## YOUR INSTRUCTIONS:
Your answer must be one number: the count of lines below that include "leaf".

## SUPPLIED RECORDS:
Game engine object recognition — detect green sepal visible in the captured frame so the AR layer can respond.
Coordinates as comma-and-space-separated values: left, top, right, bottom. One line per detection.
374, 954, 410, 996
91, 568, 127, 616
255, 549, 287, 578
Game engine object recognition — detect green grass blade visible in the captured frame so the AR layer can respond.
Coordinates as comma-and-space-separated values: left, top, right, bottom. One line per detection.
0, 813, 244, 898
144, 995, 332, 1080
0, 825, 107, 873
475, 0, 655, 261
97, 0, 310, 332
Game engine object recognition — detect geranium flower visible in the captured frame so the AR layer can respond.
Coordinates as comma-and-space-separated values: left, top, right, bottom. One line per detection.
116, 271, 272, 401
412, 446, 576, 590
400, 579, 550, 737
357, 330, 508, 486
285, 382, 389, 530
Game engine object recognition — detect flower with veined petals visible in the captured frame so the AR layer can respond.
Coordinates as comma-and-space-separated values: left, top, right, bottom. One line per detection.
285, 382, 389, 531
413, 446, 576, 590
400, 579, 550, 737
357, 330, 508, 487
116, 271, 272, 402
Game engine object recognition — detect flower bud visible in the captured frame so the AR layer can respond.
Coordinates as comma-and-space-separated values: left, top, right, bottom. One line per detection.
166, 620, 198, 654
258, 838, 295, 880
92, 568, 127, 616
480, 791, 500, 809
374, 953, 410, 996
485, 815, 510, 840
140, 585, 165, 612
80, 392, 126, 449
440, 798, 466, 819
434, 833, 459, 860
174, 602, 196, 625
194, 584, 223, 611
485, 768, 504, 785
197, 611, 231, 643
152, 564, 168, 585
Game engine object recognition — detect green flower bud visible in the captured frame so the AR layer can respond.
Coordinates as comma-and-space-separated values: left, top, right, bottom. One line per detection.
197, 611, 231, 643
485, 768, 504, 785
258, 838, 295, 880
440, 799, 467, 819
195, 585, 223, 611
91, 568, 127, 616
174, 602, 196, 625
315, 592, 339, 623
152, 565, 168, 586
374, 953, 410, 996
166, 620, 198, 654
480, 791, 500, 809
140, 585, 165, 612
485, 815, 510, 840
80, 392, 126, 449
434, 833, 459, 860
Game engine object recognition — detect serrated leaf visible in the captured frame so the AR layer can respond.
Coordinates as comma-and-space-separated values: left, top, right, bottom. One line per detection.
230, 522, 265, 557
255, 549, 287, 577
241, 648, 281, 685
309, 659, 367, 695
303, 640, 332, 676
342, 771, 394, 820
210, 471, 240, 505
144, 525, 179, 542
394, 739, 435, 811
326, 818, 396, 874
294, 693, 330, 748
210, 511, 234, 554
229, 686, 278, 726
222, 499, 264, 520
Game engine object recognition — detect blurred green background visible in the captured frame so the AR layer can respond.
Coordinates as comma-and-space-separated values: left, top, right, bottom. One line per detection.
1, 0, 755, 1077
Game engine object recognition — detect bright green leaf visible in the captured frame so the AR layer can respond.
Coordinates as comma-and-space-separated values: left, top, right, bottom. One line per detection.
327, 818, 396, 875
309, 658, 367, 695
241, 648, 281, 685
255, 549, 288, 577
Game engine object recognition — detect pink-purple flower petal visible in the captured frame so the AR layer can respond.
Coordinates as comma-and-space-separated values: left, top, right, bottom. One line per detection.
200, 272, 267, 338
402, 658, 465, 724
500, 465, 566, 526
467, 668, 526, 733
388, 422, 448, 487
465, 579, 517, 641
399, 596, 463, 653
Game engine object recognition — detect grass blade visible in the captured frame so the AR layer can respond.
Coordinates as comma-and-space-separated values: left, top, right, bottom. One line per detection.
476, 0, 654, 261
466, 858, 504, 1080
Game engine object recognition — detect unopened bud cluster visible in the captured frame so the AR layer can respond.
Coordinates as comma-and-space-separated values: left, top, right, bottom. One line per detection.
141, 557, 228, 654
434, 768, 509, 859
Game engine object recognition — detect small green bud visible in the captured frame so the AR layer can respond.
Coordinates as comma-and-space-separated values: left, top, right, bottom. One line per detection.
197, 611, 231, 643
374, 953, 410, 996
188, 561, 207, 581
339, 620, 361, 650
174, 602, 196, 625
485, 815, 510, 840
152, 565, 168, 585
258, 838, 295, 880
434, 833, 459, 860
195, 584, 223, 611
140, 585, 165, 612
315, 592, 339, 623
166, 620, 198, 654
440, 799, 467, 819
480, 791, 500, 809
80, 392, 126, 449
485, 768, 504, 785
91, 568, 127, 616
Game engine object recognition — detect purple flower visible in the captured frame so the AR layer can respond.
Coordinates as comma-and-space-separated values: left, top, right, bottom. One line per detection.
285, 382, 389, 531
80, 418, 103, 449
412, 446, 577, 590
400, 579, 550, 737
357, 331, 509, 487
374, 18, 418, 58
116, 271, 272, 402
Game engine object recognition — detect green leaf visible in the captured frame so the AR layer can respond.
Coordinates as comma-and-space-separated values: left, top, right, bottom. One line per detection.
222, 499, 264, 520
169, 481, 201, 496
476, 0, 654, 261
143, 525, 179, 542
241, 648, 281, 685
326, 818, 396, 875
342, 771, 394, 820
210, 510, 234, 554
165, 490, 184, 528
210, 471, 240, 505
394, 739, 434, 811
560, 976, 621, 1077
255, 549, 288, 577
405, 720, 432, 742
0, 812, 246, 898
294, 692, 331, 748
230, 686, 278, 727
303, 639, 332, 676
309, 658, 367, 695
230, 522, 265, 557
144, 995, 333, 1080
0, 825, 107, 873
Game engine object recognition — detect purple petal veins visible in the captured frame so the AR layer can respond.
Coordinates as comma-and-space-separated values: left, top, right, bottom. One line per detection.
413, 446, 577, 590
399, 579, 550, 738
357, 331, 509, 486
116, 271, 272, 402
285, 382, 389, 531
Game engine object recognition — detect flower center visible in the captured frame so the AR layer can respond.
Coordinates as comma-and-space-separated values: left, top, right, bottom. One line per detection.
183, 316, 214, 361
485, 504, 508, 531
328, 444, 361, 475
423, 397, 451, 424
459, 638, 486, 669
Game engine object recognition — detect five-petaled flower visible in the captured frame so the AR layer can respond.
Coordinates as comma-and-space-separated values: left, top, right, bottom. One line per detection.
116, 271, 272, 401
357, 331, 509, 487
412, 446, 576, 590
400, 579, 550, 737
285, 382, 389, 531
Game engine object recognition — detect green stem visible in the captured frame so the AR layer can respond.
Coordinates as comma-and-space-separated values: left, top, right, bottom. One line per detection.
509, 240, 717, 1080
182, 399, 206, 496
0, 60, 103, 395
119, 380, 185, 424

## RESULT FOR THIS EXERCISE:
3